> [EXTRAIT FOURNI]:
· · · · · · ·

La liasse CONCLUSION (suite)

 

 

Conclusion et l’édition de Port-Royal

 

Le chapitre VI, intitulé Foi sans raisonnement, a été constitué uniquement à partir des fragments de la liasse Conclusion : il est composé de Conclusion 2, Conclusion 4, Conclusion 5 et Conclusion 6.

Les fragments Conclusion 1 et Conclusion 3 n’ont pas été retenus par le Comité. Seul Conclusion 3 a ensuite été recopié par Louis Périer dont une copie a été conservée. Il faut attendre le Rapport de V. Cousin (1842) pour qu’ils soient publiés.

 

Aspects stratigraphiques des fragments de Conclusion

 

Aucun papier ne porte pas de filigrane.

· · · · · · ·

> [VOTRE TÂCHE]: Pouvez-vous citer, sans rien modifier, le passage de l'extrait ci-dessus sur la liasse Conclusion qui commence à « Les fragments Conclusion » et se termine à « qu’ils soient publiés. » ? Les données qui suivent ne sont pas nécessaires.

> [DONNÉES FOURNIES]:
· · · · · · ·

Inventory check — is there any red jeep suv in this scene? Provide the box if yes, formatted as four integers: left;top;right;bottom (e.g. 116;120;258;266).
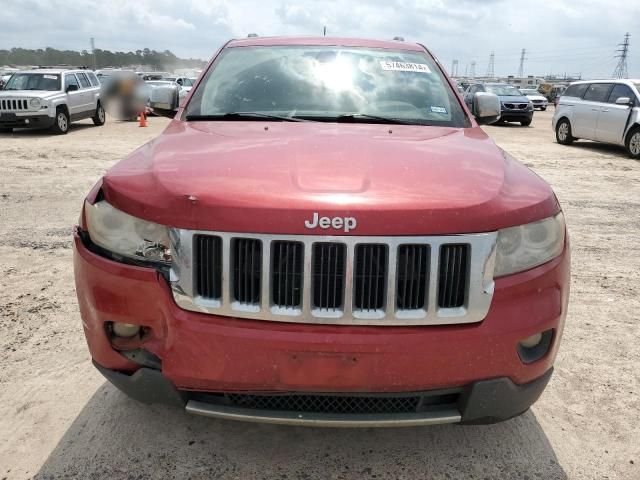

· · · · · · ·

> [CORRIGÉ]:
Les fragments Conclusion 1 et Conclusion 3 n’ont pas été retenus par le Comité. Seul Conclusion 3 a ensuite été recopié par Louis Périer dont une copie a été conservée. Il faut attendre le Rapport de V. Cousin (1842) pour qu’ils soient publiés.